## Written instruction
Swap every "textured" in the lines below for "polished", changing nothing else, and leave the pictures out of your answer.

## Given information
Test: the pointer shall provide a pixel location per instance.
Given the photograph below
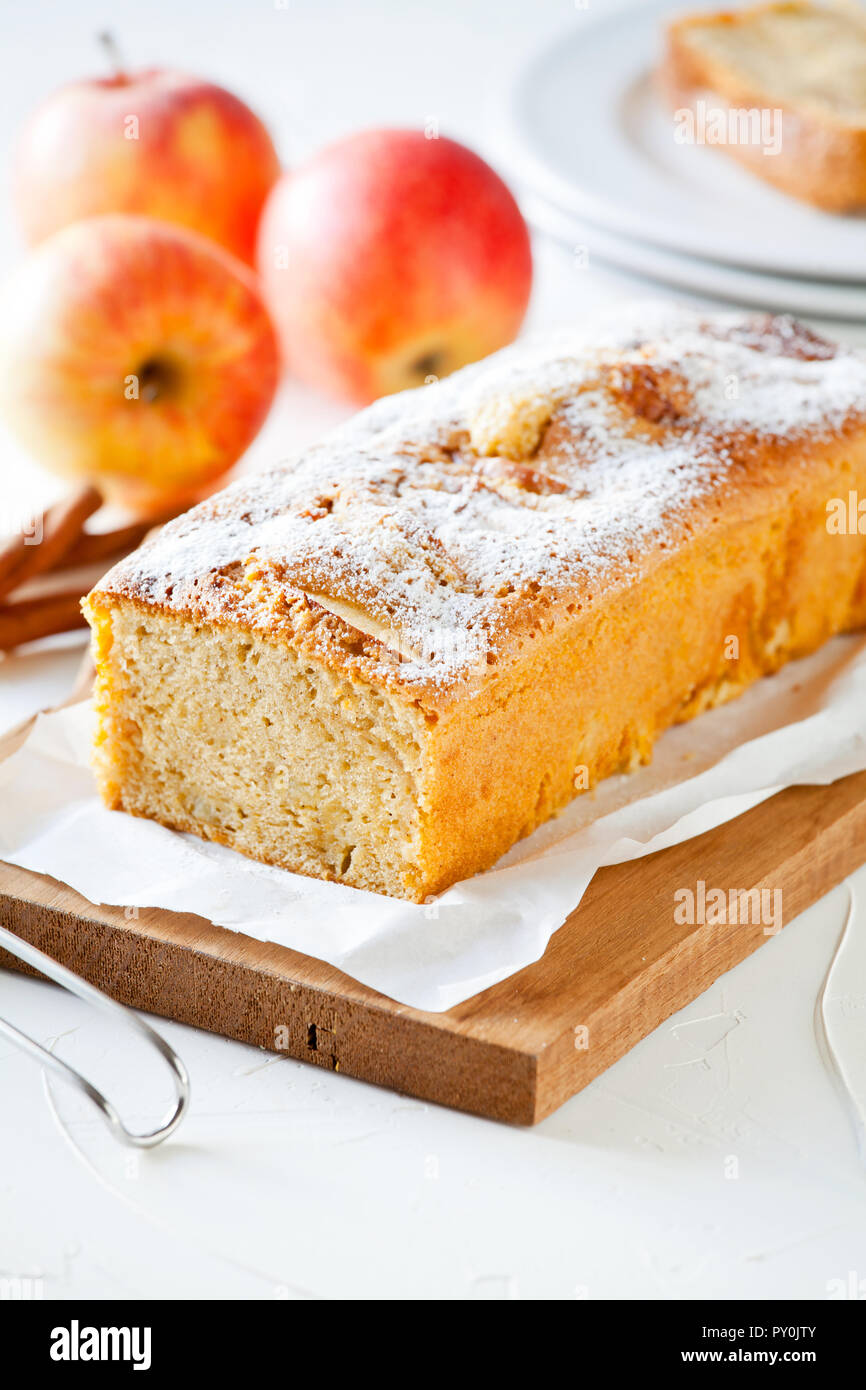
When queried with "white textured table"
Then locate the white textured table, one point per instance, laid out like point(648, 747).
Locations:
point(716, 1159)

## Solution for this problem
Test: the pointer shall provide a pixel location per instance.
Given the photograph below
When queried with "white polished table"
Then locate the white polished table, one point per instance, laid out like point(648, 747).
Locations:
point(716, 1159)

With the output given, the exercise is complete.